文字要求
将下面讲解SQL合并查询的文档完整照抄一遍，一字不改。

文档
==================================================
1/上下合并(UNION / UNION ALL)
-- 基本结构
SELECT 列1, 列2, 列3 FROM 表1 WHERE 条件
UNION ALL
SELECT 列1, 列2, 列3 FROM 表2 WHERE 条件
UNION ALL
SELECT 列1, 列2, 列3 FROM 表3 WHERE 条件;
-- 具体示例:合并不同年份的订单
SELECT
order_id,
customer_id,
order_date,
amount,
'2023' as year
FROM orders_2023
WHERE amount > 1000
UNION ALL
SELECT
order_id,
customer_id,
order_date,
amount,
'2024' as year
FROM orders_2024
WHERE status = 'completed'
ORDER BY order_date DESC; -- 可以对合并结果排序
区别:
UNION:合并后去重UNION ALL:合并后不去重(性能更好)
2/左右合并(JOIN操作)
-- INNER JOIN:取交集
SELECT
a.order_id,
a.customer_id,
b.customer_name,
a.order_date,
c.product_name
FROM orders a
INNER JOIN customers b ON a.customer_id = b.customer_id
INNER JOIN products c ON a.product_id = c.product_id
WHERE a.status = 'active'
AND b.country = 'USA';
-- LEFT JOIN:以左表为主
SELECT
e.employee_id,
e.name,
d.department_name,
s.salary
FROM employees e
LEFT JOIN departments d ON e.dept_id = d.dept_id
LEFT JOIN salaries s ON e.employee_id = s.employee_id
WHERE e.hire_date > '2023-01-01';
-- FULL OUTER JOIN:取所有数据(MySQL不支持,可用UNION模拟)
==================================================
数据展示
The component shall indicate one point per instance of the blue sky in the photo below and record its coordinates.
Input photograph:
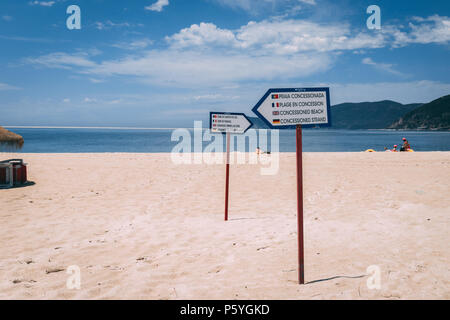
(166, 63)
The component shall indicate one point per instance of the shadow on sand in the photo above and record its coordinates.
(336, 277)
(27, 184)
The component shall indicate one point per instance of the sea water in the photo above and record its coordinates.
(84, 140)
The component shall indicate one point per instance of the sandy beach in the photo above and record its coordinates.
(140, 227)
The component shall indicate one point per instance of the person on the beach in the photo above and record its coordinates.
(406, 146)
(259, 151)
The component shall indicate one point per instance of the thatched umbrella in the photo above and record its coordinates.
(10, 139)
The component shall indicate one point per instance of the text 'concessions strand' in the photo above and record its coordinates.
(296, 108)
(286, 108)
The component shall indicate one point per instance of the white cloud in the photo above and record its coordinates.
==================================================
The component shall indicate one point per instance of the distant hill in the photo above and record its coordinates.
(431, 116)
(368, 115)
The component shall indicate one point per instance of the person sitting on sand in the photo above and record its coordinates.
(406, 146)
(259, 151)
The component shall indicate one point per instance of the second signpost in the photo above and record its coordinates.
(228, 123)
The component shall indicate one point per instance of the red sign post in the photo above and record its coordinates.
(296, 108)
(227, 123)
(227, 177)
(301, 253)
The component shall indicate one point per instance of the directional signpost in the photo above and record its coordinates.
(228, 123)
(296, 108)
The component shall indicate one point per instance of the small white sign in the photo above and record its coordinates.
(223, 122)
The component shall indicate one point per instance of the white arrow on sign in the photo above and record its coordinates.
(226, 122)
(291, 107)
==================================================
文字答复
1/上下合并(UNION / UNION ALL)
-- 基本结构
SELECT 列1, 列2, 列3 FROM 表1 WHERE 条件
UNION ALL
SELECT 列1, 列2, 列3 FROM 表2 WHERE 条件
UNION ALL
SELECT 列1, 列2, 列3 FROM 表3 WHERE 条件;
-- 具体示例:合并不同年份的订单
SELECT
order_id,
customer_id,
order_date,
amount,
'2023' as year
FROM orders_2023
WHERE amount > 1000
UNION ALL
SELECT
order_id,
customer_id,
order_date,
amount,
'2024' as year
FROM orders_2024
WHERE status = 'completed'
ORDER BY order_date DESC; -- 可以对合并结果排序
区别:
UNION:合并后去重UNION ALL:合并后不去重(性能更好)
2/左右合并(JOIN操作)
-- INNER JOIN:取交集
SELECT
a.order_id,
a.customer_id,
b.customer_name,
a.order_date,
c.product_name
FROM orders a
INNER JOIN customers b ON a.customer_id = b.customer_id
INNER JOIN products c ON a.product_id = c.product_id
WHERE a.status = 'active'
AND b.country = 'USA';
-- LEFT JOIN:以左表为主
SELECT
e.employee_id,
e.name,
d.department_name,
s.salary
FROM employees e
LEFT JOIN departments d ON e.dept_id = d.dept_id
LEFT JOIN salaries s ON e.employee_id = s.employee_id
WHERE e.hire_date > '2023-01-01';
-- FULL OUTER JOIN:取所有数据(MySQL不支持,可用UNION模拟)